▶ SELECTED EXTRACT
--------------------------------

Bitcoins are decentralized, meaning they are not issued by governments. This gives Bitcoin the advantage of being free of manipulation and interference, but also means it is less widely accepted, easier to lose and more volatile than fiat currencies.

Unlike other currencies, such as the Euro or USD, Bitcoins have no physical form. They are completely digital and use cryptography and a proof-of-work scheme to create and manage the currency. This system prevents the copying and spending of the same Bitcoin multiple times, known as double-spending.

Bitcoins have a public ledger, known as the blockchain, which records every transaction and keeps track of who owns each coin in circulation. Each time a transaction takes place, it is bundled with other recent transactions to form a "block," which is added to the blockchain and confirmed by computers on the peer-to-peer network. A block is solved about every ten minutes. Due to this process, transactions cannot be reversed; meaning, in the case of an online purchase, a new transaction from the merchant to the customer would have to take place if a refund were deemed necessary.

It is extremely important that any potential investor take into account that Bitcoins are limited in supply. Unlike most currencies, where the supply changes to keep the value the same, the ultimate supply of Bitcoins is set, causing the value to fluctuate instead. The total volume of Bitcoins is capped at 21 million. Currently, the total number of Bitcoins available is just over 12 million. Bitcoins are "mined," or generated each time a block is solved. For every 210,000 blocks solved, the number of Bitcoins yielded per block is cut in half. This makes the generation of new coins increasingly slow and difficult as they approach maximum volume, as seen in the chart below:

(click to enlarge)(Source: en.bitcoin.it)

Though the supply of Bitcoins is limited, a single coin can be divided all the way down to its eighth decimal place (0.00000001 BTC) to allow for precise transactions requiring no rounding, even when the price spikes. Given its ability to be split, each coin could reach a value of $100,000,000 and still maintain the ability to accurately reflect dollar amounts down to a penny.

Bitcoins can be bought using popular currencies and sold on an exchange. Currently, the most popular exchange is btcnCNY, while most transactions are made in USD. Bitcoins themselves can be thought of as codes added to the blockchain. Once someone buys or receives a Bitcoin, it is held in a secure, digital wallet. Wallets work by having two keys: one public, one private. The public key is given out to anyone who wishes to send you Bitcoins. Think of it in the instance of someone mailing you a check: the public key would be your address. The private key does the opposite of its public relative, allowing you to send coins from your wallet to another's. It's private because, if someone else were to get a hold of this key, they could send all of your Bitcoins to any wallet they wished and you would never be able to recover them.

Volatility

Bitcoin is currently worth in excess of $881 per coin. Twelve-months ago, they were just $13.50. This insanely large increase in price has continually left potential investors wondering whether the value can still climb higher. Just over a week ago, when the price was $730, analysts urged investors to stay away from hefty investments in the currency; and yet it continues to rise.

--------------------------------

▶ RECORD SET

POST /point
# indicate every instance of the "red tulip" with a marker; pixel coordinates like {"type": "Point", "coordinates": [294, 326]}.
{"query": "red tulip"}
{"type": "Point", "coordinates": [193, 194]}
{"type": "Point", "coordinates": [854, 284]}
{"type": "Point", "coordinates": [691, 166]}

--------------------------------

▶ WHAT YOU NEED TO DO
Rewrite the Bitcoin text from "It is extremely" to "to enlarge)(Source: en.bitcoin.it)", putting "final supply" in place of "ultimate supply".

▶ ANSWER FOR THIS EXERCISE
It is extremely important that any potential investor take into account that Bitcoins are limited in supply. Unlike most currencies, where the supply changes to keep the value the same, the final supply of Bitcoins is set, causing the value to fluctuate instead. The total volume of Bitcoins is capped at 21 million. Currently, the total number of Bitcoins available is just over 12 million. Bitcoins are "mined," or generated each time a block is solved. For every 210,000 blocks solved, the number of Bitcoins yielded per block is cut in half. This makes the generation of new coins increasingly slow and difficult as they approach maximum volume, as seen in the chart below:

(click to enlarge)(Source: en.bitcoin.it)